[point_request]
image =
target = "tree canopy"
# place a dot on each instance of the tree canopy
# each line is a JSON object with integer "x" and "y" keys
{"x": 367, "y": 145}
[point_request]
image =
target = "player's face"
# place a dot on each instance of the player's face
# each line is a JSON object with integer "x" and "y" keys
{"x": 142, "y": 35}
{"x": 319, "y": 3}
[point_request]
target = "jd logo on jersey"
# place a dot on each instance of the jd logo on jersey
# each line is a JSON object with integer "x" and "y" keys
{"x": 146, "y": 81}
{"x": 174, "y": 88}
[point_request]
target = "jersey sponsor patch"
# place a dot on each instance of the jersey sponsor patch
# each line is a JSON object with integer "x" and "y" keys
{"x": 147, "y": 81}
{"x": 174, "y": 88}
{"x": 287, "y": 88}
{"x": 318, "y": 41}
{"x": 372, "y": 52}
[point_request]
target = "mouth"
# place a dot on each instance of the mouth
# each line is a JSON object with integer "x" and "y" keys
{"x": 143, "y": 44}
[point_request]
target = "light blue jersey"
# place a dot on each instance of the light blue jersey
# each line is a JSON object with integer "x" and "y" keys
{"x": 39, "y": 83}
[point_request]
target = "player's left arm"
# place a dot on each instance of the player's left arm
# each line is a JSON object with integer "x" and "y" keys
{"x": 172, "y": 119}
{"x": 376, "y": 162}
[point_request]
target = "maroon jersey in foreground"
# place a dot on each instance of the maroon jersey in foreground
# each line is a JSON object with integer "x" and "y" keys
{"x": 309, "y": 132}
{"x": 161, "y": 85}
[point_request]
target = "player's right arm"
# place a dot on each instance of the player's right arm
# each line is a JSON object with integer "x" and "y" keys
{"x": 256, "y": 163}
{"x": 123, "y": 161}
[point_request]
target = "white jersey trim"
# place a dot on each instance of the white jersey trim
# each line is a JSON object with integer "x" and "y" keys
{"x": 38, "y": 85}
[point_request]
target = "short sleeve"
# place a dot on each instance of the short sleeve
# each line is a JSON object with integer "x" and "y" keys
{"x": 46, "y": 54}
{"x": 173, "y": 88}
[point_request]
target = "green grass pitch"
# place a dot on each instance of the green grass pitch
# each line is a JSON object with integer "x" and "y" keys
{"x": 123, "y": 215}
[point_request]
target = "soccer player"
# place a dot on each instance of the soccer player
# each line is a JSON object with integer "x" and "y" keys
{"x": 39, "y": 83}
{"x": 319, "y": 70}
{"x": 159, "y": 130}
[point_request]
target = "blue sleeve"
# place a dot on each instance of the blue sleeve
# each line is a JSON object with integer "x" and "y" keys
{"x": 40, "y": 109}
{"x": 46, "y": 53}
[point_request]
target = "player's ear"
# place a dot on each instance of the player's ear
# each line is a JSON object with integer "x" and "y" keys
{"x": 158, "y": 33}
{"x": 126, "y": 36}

- [Requirements] Restate the listing above word for word.

- [Response to this exercise]
[point_request]
image =
target = "tree canopy"
# place a dot on each instance of the tree canopy
# each line is a JSON object with integer "x" and "y" keys
{"x": 367, "y": 145}
[point_request]
image =
target = "player's face"
# place a dot on each instance of the player's face
# each line is a JSON object with integer "x" and "y" keys
{"x": 142, "y": 35}
{"x": 319, "y": 3}
[point_request]
target = "jd logo on jersey"
# place a dot on each instance of the jd logo on jersey
# each line is a JSON object with integer "x" and "y" keys
{"x": 146, "y": 81}
{"x": 174, "y": 88}
[point_request]
target = "jersey sponsor patch"
# place a dot on each instance of the jersey sponsor patch
# each line is a JSON object with integer "x" and "y" keys
{"x": 147, "y": 81}
{"x": 174, "y": 88}
{"x": 287, "y": 88}
{"x": 318, "y": 41}
{"x": 372, "y": 52}
[point_request]
target = "mouth"
# place a dot on each instance of the mouth
# each line is a JSON object with integer "x" and "y" keys
{"x": 143, "y": 44}
[point_request]
target = "light blue jersey"
# place a dot on each instance of the light blue jersey
# each line is a JSON object with integer "x" and "y" keys
{"x": 39, "y": 83}
[point_request]
target = "player's left arm"
# place a dot on each instance of the player's left arm
# each line is a JSON object with integer "x" and "y" keys
{"x": 172, "y": 119}
{"x": 376, "y": 162}
[point_request]
target = "maroon jersey in foreground"
# place a dot on each instance of the maroon jersey in foreground
# each line is a JSON object with integer "x" and "y" keys
{"x": 309, "y": 132}
{"x": 161, "y": 85}
[point_request]
target = "player's right arm"
# place a dot on each instance of the player's right arm
# each line is a JSON object with integer "x" and "y" keys
{"x": 256, "y": 163}
{"x": 123, "y": 161}
[point_request]
target = "white jersey trim"
# place a dot on each instance of the white jersey trim
# each line is a JSON object with integer "x" and "y" keys
{"x": 38, "y": 85}
[point_request]
target = "short sleeve"
# place a dot on each instance of the short sleeve
# each line is a JSON object with integer "x" and "y" keys
{"x": 46, "y": 54}
{"x": 173, "y": 88}
[point_request]
target = "green grass pitch"
# place a dot on each instance of the green grass pitch
# each line is a JSON object with integer "x" and "y" keys
{"x": 123, "y": 215}
[point_request]
target = "soccer player"
# place a dot on each instance of the soccer player
# each line is a JSON object with integer "x" and "y" keys
{"x": 39, "y": 83}
{"x": 319, "y": 70}
{"x": 159, "y": 130}
[point_request]
target = "blue sleeve"
# place a dot on each instance of the blue sleeve
# each line is a JSON object with integer "x" and "y" keys
{"x": 40, "y": 109}
{"x": 46, "y": 53}
[point_request]
target = "player's ear"
# place a dot on each instance of the player's ear
# each line is a JSON object with integer "x" and "y" keys
{"x": 158, "y": 33}
{"x": 126, "y": 36}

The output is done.